- [Information]:

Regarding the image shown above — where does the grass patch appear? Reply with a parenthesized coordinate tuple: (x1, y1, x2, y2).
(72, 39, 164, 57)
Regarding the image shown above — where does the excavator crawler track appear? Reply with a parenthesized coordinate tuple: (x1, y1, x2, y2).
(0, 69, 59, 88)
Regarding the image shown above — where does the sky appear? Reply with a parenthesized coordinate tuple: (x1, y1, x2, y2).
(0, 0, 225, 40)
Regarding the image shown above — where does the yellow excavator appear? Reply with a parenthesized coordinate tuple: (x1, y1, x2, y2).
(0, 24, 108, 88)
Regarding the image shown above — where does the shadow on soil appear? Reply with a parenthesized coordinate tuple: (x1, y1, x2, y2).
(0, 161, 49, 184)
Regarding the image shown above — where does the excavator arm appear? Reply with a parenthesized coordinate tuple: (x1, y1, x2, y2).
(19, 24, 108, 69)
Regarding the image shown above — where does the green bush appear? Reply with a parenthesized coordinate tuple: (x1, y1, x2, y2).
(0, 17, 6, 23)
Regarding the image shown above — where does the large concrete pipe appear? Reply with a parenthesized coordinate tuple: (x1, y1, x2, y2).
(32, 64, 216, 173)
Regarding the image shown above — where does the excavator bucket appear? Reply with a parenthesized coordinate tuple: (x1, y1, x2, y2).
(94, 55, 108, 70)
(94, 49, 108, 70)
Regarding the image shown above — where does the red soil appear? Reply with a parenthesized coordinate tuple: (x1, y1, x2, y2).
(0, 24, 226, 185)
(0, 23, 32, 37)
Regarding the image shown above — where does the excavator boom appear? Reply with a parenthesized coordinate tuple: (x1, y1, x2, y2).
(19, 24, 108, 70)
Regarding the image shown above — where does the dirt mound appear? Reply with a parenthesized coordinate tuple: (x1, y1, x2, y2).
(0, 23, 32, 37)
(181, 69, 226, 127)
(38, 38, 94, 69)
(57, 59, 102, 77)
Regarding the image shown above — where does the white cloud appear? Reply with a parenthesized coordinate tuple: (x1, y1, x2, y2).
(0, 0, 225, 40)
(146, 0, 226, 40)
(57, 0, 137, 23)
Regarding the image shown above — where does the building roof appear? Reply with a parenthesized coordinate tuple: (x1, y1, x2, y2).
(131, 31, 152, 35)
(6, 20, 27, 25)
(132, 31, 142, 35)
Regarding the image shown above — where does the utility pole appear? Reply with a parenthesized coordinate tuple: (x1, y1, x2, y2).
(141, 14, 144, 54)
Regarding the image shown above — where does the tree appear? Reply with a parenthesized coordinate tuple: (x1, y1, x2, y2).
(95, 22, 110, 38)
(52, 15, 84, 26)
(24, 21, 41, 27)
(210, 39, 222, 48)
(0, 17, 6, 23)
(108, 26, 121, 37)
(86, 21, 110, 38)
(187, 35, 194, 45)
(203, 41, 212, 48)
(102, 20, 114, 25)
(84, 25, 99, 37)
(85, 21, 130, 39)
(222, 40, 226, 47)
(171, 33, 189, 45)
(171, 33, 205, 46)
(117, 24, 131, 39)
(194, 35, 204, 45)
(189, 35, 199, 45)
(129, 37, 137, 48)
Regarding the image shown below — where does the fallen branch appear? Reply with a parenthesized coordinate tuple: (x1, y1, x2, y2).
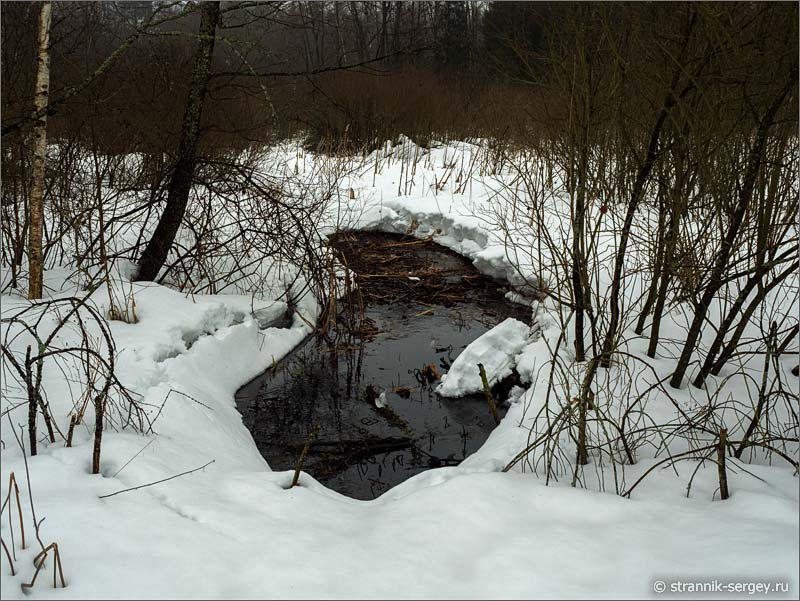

- [Prompt]: Please output all of the entries above exactly, but without any picture.

- [Answer section]:
Regarding the image shown above — where does the grass patch appear? Reply with a parenthesized coordinate tuple: (x1, y1, x2, y2).
(72, 39, 164, 57)
Regarding the image shown above — where does the excavator crawler track appear? Reply with a parenthesized coordinate tuple: (x1, y1, x2, y2).
(0, 69, 59, 88)
Regarding the image shown above — where does the sky appear? Reply with a parenthesized coordinate tuple: (x1, y1, x2, y2).
(0, 0, 225, 40)
Regarding the image shown above — where does the yellow excavator appear? Reply with a parenthesized coordinate tuple: (x1, y1, x2, y2).
(0, 24, 108, 88)
Regarding the image shown above — where does the shadow on soil appear? Reply with a parenthesized coordinate tuple: (x1, y1, x2, y2).
(0, 161, 49, 184)
Regarding the image shown above — where does the excavator arm appear? Reply with a parenthesized coordinate tuple: (x1, y1, x2, y2).
(19, 24, 108, 69)
Regarding the image shown above — where does the green bush appear? Reply with a parenthesized coordinate tuple: (x1, y1, x2, y2).
(0, 17, 6, 23)
Regarding the image shown above — where does the large concrete pipe appear? Reply with a parenthesized coordinate tuple: (x1, y1, x2, y2).
(32, 64, 216, 173)
Regarding the image shown above — where does the excavator bucket appear? Reply with a parenthesized coordinate tuple: (x1, y1, x2, y2).
(94, 55, 108, 70)
(94, 49, 108, 70)
Regarding the image shown above — where does the red soil appear? Reply with a parenthesized coordinate tuple: (x1, y1, x2, y2).
(0, 24, 226, 185)
(0, 23, 32, 37)
Regarding the image shown above — where does the excavator boom appear? Reply with a parenthesized coordinate tuple: (x1, y1, x2, y2).
(19, 24, 108, 70)
Regarding the image shown above — where does the dirt mound appear? Reply with a parenthesized coordinate tuple: (x1, y1, x2, y2).
(0, 23, 32, 37)
(181, 69, 226, 127)
(38, 38, 94, 69)
(57, 59, 102, 77)
Regarding the image shown above — where does the white cloud appear? Reply with a parenthesized coordinate tuple: (x1, y1, x2, y2).
(0, 0, 225, 40)
(146, 0, 226, 40)
(57, 0, 137, 23)
Regarding the image shown above — where does the building roof appear? Reply with a parenthesized coordinate tuple: (x1, y1, x2, y2).
(131, 31, 152, 35)
(6, 20, 27, 25)
(132, 31, 142, 35)
Regarding the image shown above — where does the utility pole appear? Reply with a parenthesized coordinate tuple: (x1, y1, x2, y2).
(141, 14, 144, 54)
Regarding the image shown above — where does the tree appear? Reply with a parenthesized coordinate tuple: (x1, y1, x2, y2).
(95, 22, 110, 38)
(52, 15, 84, 26)
(24, 21, 41, 27)
(210, 39, 222, 48)
(0, 17, 6, 23)
(108, 26, 121, 37)
(86, 21, 110, 38)
(187, 35, 194, 45)
(203, 41, 212, 48)
(102, 20, 114, 25)
(84, 25, 99, 37)
(85, 21, 130, 39)
(222, 40, 226, 47)
(171, 33, 189, 45)
(171, 33, 205, 46)
(117, 24, 131, 39)
(194, 35, 204, 45)
(189, 35, 199, 45)
(129, 37, 137, 48)
Regarding the image shown below — where does the fallen branch appear? Reply with a parenthesized coordinate tuple: (x1, y1, x2, y2).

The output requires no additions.